SET PROBLEM 1
Reproduce the forum thread between "Matt Damon goes" and "Detective. Compelling stuff.", inclusive, swapping "Compelling" for "Gripping".
SET PROBLEM 2
Set down every line of the records below with no changes, leaving the pictures out.

TEXT SHOWN
----------------

Holy shit, I thought this was haunting as fuck. 1969 samurai/horror/drama about a battle of wits between a Lord and a Painter. While slow, talky and repetitive, the imagery is stunning in every single shot.


----------



## Chocochip (Feb 8, 2016)

Interstellar

Troll/10

Matt Damon goes full retard, he goes super full retard, was amazingly funny. I loved it.


----------



## MartialHorror (Feb 8, 2016)

I watched the first two episodes of Season 1 of True Detective. Compelling stuff.


----------



## Grape (Feb 8, 2016)

Well. Finish it.


----------



## Rukia (Feb 8, 2016)

Rukia said:


> Grape.
> 
> [YOUTUBE]nn4tP7ogWIA[/YOUTUBE]


Reposting.

Don't miss this dude.


----------



## Taleran (Feb 8, 2016)

*Hail, Caesar!*
Everyone is really good in this and the cast goes for miles (Clancy Brown, Michael Gambon and Christopher Lambert are SO GOOD)

But it is kinda what you would expect of the Coens sending up old Hollywood.


----------



## Grape (Feb 8, 2016)

Pretty good, Rukia


----------



## Slice (Feb 8, 2016)

_The emperors new groove_

For me one of Disneys best


----------



## Liverbird (Feb 8, 2016)

Slice said:


> _The emperors new groove_
> 
> For me one of Disneys best



Totally! I loved it as a kid, and I still really like it as an adult.

One of the most quotable movies


----------



## RAGING BONER (Feb 8, 2016)

Rukia said:


> Reposting.
> 
> Don't miss this dude.



 i love this old jew; i still remember when i was too Spictastic to get into Seinfeld.


fucked up for Bernard though to lose to Queen Shark Hillary by such a small margin.


----------



## Lucaniel (Feb 8, 2016)

the trailer for the jungle book live action remake has some serious uncanny valley going on with human voices coming out of these realistically (!) cgi-ed animals that just don't quite look right


----------



## Magnum Miracles (Feb 8, 2016)

*The Host*- This movie is stupid, but it has some legitimate emotion to it. I also didn't realize till the end of the movie that the lead actress was Sun Bak.

*My rating: 7/10*


----------



## Grape (Feb 8, 2016)

----------------

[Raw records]
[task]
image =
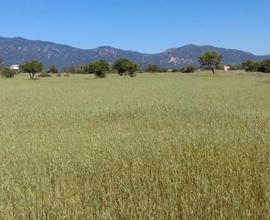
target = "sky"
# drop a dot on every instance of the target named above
(148, 26)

----------------

OUTPUT 1
Matt Damon goes full retard, he goes super full retard, was amazingly funny. I loved it.


----------



## MartialHorror (Feb 8, 2016)

I watched the first two episodes of Season 1 of True Detective. Gripping stuff.

OUTPUT 2
[task]
image =
target = "sky"
# drop a dot on every instance of the target named above
(148, 26)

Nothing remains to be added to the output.